▸ **Written instruction**: Set down the full listing exactly, character for character.

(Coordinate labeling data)
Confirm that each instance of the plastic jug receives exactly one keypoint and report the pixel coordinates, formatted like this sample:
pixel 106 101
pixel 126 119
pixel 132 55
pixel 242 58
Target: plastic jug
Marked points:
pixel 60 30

▸ **Written reply**:
Confirm that each instance of the plastic jug receives exactly one keypoint and report the pixel coordinates, formatted like this sample:
pixel 106 101
pixel 126 119
pixel 132 55
pixel 242 58
Target: plastic jug
Marked points:
pixel 60 30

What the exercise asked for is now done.